● Prompt
Output all of the data below exactly as given.

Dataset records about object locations
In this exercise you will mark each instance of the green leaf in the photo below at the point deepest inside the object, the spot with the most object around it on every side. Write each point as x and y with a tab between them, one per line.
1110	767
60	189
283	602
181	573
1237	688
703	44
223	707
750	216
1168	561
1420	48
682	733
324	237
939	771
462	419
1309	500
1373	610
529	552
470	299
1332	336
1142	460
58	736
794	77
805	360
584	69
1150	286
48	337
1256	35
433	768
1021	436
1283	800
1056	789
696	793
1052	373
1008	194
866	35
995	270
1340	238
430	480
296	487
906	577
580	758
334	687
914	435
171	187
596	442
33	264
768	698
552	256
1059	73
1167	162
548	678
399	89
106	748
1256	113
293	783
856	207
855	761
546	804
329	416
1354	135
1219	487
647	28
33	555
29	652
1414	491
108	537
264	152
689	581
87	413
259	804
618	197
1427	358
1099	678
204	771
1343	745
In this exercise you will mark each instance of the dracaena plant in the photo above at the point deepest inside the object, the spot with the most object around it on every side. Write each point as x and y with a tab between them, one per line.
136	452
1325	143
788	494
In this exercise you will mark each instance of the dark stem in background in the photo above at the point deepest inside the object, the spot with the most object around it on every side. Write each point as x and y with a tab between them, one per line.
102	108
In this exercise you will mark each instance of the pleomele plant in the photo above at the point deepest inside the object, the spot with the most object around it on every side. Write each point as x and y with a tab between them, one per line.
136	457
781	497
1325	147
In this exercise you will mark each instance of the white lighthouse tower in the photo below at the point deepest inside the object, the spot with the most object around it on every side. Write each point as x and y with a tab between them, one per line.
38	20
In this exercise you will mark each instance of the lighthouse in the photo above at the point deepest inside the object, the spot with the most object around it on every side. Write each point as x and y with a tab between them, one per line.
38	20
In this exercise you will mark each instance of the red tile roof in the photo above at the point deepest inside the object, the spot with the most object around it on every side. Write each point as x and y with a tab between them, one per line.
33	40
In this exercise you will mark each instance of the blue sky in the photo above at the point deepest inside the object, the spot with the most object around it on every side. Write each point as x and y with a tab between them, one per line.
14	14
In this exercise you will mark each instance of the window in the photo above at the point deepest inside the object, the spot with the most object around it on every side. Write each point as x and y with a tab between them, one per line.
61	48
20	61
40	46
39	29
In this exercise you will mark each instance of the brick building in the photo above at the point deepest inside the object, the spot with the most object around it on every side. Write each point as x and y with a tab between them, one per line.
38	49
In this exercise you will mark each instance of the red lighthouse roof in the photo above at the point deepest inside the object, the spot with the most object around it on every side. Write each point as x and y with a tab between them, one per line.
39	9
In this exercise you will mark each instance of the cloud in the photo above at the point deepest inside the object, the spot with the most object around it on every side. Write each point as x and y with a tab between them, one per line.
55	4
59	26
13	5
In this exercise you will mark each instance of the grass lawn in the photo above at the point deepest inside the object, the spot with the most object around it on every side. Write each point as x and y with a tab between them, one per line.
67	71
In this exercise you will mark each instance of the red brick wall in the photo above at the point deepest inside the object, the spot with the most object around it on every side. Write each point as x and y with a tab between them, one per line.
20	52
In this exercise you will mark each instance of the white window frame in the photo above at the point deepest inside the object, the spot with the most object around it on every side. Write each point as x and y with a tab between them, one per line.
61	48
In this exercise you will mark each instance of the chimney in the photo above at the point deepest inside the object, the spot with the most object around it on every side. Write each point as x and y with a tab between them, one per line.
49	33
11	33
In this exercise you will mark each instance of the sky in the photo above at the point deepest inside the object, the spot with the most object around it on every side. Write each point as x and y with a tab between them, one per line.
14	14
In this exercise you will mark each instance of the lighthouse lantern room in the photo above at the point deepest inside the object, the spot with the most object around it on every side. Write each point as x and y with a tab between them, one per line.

● Answer
In this exercise you will mark each instance of the green leaf in the photo below at the point deepest inside the object, the spot with the most object around it on every side. Write each point as x and y with a tab between them, one per line.
1110	767
60	189
283	602
181	573
1237	688
703	44
223	707
750	216
1168	561
1420	48
682	733
324	237
939	771
462	419
1309	500
1373	610
529	552
470	299
1332	336
1142	460
58	736
794	77
805	360
584	69
1150	286
48	337
1256	35
433	768
1021	436
1283	800
1056	789
696	793
1052	373
1008	194
866	35
995	270
1340	238
430	480
296	487
906	577
580	758
334	687
914	435
171	187
596	442
33	264
768	698
552	256
1059	73
1167	162
548	678
399	89
106	748
1256	113
293	783
856	207
855	761
546	804
329	416
1354	135
1219	487
647	28
33	555
29	652
1414	491
108	537
264	152
689	581
87	413
259	804
618	197
1427	358
1099	678
204	771
1343	745
In this exercise you will mark each instance of the dracaena plant in the photo above at the point deepest inside the object, the spot with the most object around it on every side. Write each point as x and y with a tab between them, one per line.
136	452
1325	143
788	494
In this exercise you will mark each instance of the dark stem in background in the photo above at the point deepest inside the object, the spot with the most object around it on every side. Write each point as x and y with a tab between them, one per line.
102	108
In this exercise you will mark each instance of the pleomele plant in the photo above at the point deepest inside the object, the spot with the most object around it on every side. Write each point as x and y with a tab between them, one per line.
136	457
781	497
1325	147
In this exercise you will mark each instance of the white lighthouse tower in the photo below at the point deepest inside the object, the spot with the most object around it on every side. Write each point as x and y with a tab between them, one per line.
38	20
In this exercise you will mark each instance of the lighthouse in the photo above at the point deepest inside the object, the spot with the most object around it on every side. Write each point as x and y with a tab between them, one per line.
38	20
In this exercise you will mark each instance of the red tile roof in the photo above at the point deepest inside the object, the spot with the most object around it on every side. Write each point as x and y with a tab between them, one per line.
33	40
In this exercise you will mark each instance of the blue sky in the photo above at the point deepest inside the object, the spot with the most object around it on every side. Write each point as x and y with a tab between them, one per line.
14	14
In this exercise you will mark each instance of the window in the photo above at the point deepest inside the object, the spot with the most object around it on every side. Write each point as x and y with a tab between them, one per line.
61	48
20	61
40	46
39	29
In this exercise you will mark each instance of the brick building in the photo above at the point deepest inside the object, the spot with the most object around it on every side. Write each point as x and y with a tab between them, one per line.
38	49
In this exercise you will mark each instance of the red lighthouse roof in the photo above at the point deepest inside the object, the spot with the most object around it on every side. Write each point as x and y with a tab between them, one per line.
39	9
In this exercise you will mark each instance of the cloud in the photo above at the point deepest inside the object, the spot with the most object around it on every side. Write each point as x and y with a tab between them, one per line.
55	4
59	26
13	5
In this exercise you will mark each instance of the grass lawn in the photo above at the point deepest inside the object, the spot with the most object around it on every side. Write each point as x and y with a tab between them, one per line.
67	71
In this exercise you will mark each instance of the red brick wall in the photo above at the point deepest inside the object, the spot with the most object around it on every side. Write each point as x and y with a tab between them, one per line.
20	52
In this exercise you will mark each instance of the white window frame in the photo above at the point deepest inside the object, the spot with the most object around it on every side. Write each point as x and y with a tab between them, one per line.
61	48
In this exercise you will mark each instance of the chimney in the photo above at the point deepest inside the object, the spot with the most object around it on every side. Write each point as x and y with a tab between them, one per line.
49	33
11	33
In this exercise you will mark each instance of the sky in the photo above at the point deepest inside the object, the spot with the most object around it on every side. Write each point as x and y with a tab between them, one per line.
14	14
In this exercise you will mark each instance of the lighthouse lantern room in the photo above at the point deepest inside the object, the spot with the most object around it on every side. Write each point as x and y with a tab between them, one per line.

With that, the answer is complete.